УСЛОВИЕ ЗАДАНИЯ:
Перепишите без изменений часть приведенного ниже текста о возвышенном между словами «Чтобы лучше узнать» и «Равальяком или Дамьеном1*.» включительно.

<<
>>

ГЛАВА XIV О ВОЗВЫШЕННОМ

Единственный способ составить себе представление о возвышенном — это вспомнить отрывки, приводимые в качестве примеров возвышенного такими авторами, как Лонгин, Депрео и большинство риторов.

То, что есть общего во впечатлении, производимом на нас этими различными отрывками, и составляет возвышенное.

Чтобы лучше узнать природу возвышенного, я буду различать два рода его — возвышенное в образах и возвышенное в чувстве.

О возвышенном в образах

Какого рода ощущения называют возвышенными?

Самые сильные, если только, как я уже сказал, они не доведены до предела страдания.

Какое чувство вызывает в нас эти возвышенные ощущения?

Чувство страха: страх — дитя страдания и вызывает в нас мысль о нем.

Почему эта мысль производит на нас наиболее сильное впечатление? Потому, что избыток страдания вызывает в нас более сильное чувство, чем избыток удовольствия; потому, что нет такого удовольствия, сила которого была бы сравнима с силой страданий, испытанных, скажем, во время пытки Равальяком или Дамьеном1*.

Из всех страстей страх — самая сильная. Поэтому возвышенное всегда есть действие чувства начинающегося страха.

а Чем сильнее мы взволнованы, тем мы счастливее, если только эмоция не болезненна. Но кто испытывает больше всего подобных ощущений? Может быть, писатели или художники? Может быть, в мастерских художников и следует искать счастливцев?

Но согласуются ли факты с этой точкой зрения? Чтобы убедиться в этом, исследуем, какие из различных предметов природы кажутся нам возвышенными. Небесная высь, необъятный простор морей, извержение вулканов и т. д.

Что порождает сильное впечатление, вызываемое в нас этими грандиозными предметами? Грандиозные силы природы, о которых они свидетельствуют, и невольное сравнение нами этих сил с собственной слабостью. При виде их нас охватывает почтение, предполагающее в нас всегда чувство начинающейся боязни и страха.

ИСХОДНЫЙ МАТЕРИАЛ:
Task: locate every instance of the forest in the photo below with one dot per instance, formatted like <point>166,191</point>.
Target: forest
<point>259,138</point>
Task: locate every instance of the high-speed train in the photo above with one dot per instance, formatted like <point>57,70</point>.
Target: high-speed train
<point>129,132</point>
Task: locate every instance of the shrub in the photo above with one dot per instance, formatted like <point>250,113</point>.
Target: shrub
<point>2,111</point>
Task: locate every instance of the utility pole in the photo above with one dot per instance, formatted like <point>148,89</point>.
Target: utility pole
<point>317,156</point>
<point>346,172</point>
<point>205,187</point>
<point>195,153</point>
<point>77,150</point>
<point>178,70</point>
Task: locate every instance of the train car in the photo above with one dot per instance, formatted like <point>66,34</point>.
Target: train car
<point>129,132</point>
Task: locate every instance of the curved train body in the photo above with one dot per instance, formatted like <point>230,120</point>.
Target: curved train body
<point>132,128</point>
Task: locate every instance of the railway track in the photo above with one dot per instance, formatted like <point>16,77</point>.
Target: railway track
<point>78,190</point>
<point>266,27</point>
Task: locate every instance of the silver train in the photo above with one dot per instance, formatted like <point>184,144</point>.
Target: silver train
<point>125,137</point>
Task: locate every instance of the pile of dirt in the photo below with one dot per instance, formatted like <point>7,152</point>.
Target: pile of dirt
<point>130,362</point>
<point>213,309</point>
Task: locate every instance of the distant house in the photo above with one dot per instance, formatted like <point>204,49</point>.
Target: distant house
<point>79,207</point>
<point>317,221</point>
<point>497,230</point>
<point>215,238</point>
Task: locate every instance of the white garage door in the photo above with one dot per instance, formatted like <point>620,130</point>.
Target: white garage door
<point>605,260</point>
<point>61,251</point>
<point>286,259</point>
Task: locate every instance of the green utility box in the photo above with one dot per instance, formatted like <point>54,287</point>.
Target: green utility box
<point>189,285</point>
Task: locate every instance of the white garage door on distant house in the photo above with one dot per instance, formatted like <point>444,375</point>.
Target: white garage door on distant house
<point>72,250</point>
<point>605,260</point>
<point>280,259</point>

РЕШЕНИЕ ЗАДАНИЯ:
Чтобы лучше узнать природу возвышенного, я буду различать два рода его — возвышенное в образах и возвышенное в чувстве.

О возвышенном в образах

Какого рода ощущения называют возвышенными?

Самые сильные, если только, как я уже сказал, они не доведены до предела страдания.

Какое чувство вызывает в нас эти возвышенные ощущения?

Чувство страха: страх — дитя страдания и вызывает в нас мысль о нем.

Почему эта мысль производит на нас наиболее сильное впечатление? Потому, что избыток страдания вызывает в нас более сильное чувство, чем избыток удовольствия; потому, что нет такого удовольствия, сила которого была бы сравнима с силой страданий, испытанных, скажем, во время пытки Равальяком или Дамьеном1*.